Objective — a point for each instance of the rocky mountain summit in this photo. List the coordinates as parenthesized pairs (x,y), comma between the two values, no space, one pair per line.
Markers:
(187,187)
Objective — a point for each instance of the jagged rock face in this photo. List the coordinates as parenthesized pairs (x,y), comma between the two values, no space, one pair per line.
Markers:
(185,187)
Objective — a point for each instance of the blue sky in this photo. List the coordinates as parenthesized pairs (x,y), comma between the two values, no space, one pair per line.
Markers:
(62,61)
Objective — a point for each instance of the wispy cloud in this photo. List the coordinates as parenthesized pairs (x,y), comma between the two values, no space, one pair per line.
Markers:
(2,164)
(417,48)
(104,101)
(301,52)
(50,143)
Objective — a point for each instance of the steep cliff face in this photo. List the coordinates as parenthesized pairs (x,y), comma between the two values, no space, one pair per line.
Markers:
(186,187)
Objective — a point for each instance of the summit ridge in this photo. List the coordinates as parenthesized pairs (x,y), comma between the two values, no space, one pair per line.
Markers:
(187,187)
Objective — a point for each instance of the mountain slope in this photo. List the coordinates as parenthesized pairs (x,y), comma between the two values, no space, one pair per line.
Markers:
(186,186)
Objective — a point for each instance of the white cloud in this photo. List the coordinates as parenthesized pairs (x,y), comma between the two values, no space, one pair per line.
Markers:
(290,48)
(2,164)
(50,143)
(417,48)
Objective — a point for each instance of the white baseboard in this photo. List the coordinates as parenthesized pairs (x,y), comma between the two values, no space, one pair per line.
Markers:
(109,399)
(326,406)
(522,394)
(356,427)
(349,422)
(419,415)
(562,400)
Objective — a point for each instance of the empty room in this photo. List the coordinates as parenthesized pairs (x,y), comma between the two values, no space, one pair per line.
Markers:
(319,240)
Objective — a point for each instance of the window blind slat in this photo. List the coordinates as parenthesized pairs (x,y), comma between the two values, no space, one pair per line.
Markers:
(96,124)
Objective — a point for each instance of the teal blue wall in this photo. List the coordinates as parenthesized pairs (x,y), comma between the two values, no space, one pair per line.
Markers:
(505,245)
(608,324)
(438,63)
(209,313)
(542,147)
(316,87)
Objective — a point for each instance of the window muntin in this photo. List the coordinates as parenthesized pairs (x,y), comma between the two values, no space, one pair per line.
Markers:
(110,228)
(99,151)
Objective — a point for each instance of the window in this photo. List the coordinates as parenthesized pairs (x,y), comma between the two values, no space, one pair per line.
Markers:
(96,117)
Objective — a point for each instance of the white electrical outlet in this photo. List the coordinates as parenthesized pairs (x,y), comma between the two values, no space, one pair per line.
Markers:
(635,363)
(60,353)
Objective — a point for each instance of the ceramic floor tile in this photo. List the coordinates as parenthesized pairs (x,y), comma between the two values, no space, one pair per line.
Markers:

ASSIGNMENT:
Repeat the material above exactly, beginning with its first line and ending with the line that holds "Objective — a point for each instance of the white cloud", and leave out everything else.

TASK SOLUTION:
Objective — a point for each instance of the rocky mountain summit in this photo. List the coordinates as parenthesized pairs (x,y), comma between the two values, no space, one pair per line.
Markers:
(187,187)
Objective — a point for each instance of the jagged rock face in this photo. List the coordinates as parenthesized pairs (x,y), comma between the two values, no space, one pair per line.
Markers:
(185,187)
Objective — a point for each instance of the blue sky in this photo. List the coordinates as parenthesized pairs (x,y), comma between the two values, no space, one pair per line.
Markers:
(62,61)
Objective — a point for each instance of the wispy cloud in this photo. List the coordinates as parenthesized pairs (x,y), comma between the two values, no space, one pair per line.
Markers:
(2,164)
(417,48)
(104,101)
(301,52)
(50,143)
Objective — a point for each instance of the steep cliff face in this photo. List the coordinates as parenthesized pairs (x,y), comma between the two values, no space, one pair per line.
Markers:
(186,187)
Objective — a point for each instance of the summit ridge in this photo. List the coordinates as parenthesized pairs (x,y), comma between the two values, no space, one pair per line.
Markers:
(187,187)
Objective — a point for each instance of the mountain slope in this photo. List the coordinates as parenthesized pairs (x,y), comma between the two values, no space, one pair per line.
Markers:
(186,186)
Objective — a point for each instance of the white cloud in this photo. List the coordinates as parenthesized pairs (x,y), comma between the two values, no space, one pair per line.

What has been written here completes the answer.